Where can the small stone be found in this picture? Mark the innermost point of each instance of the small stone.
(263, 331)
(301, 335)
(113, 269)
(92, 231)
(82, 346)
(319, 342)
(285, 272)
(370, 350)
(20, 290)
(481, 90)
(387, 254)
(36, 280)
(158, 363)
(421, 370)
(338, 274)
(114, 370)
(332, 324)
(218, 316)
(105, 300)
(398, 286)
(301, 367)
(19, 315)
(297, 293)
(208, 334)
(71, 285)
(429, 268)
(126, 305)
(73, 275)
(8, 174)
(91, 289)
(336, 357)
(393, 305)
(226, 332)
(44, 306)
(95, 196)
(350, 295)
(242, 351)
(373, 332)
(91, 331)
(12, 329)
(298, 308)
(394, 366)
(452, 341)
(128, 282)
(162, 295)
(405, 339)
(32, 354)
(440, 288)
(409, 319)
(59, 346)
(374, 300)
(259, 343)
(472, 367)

→ WHAT IS EXPECTED:
Copy out all of the records above with nothing altered.

→ ANSWER BOX:
Where can the small stone be found in this picture? Mark the innermost point of each instance of the small stone.
(263, 331)
(301, 335)
(113, 269)
(92, 231)
(82, 346)
(319, 342)
(285, 272)
(370, 350)
(20, 290)
(481, 90)
(387, 254)
(36, 280)
(158, 363)
(421, 370)
(338, 274)
(114, 370)
(332, 324)
(218, 316)
(105, 300)
(398, 286)
(301, 367)
(19, 315)
(297, 293)
(208, 334)
(71, 285)
(429, 268)
(126, 305)
(73, 275)
(8, 174)
(91, 289)
(336, 357)
(393, 305)
(226, 332)
(44, 306)
(95, 196)
(350, 295)
(242, 351)
(373, 332)
(91, 331)
(12, 329)
(298, 308)
(394, 366)
(452, 341)
(128, 282)
(162, 295)
(405, 339)
(32, 354)
(440, 288)
(409, 319)
(59, 346)
(374, 300)
(259, 343)
(472, 367)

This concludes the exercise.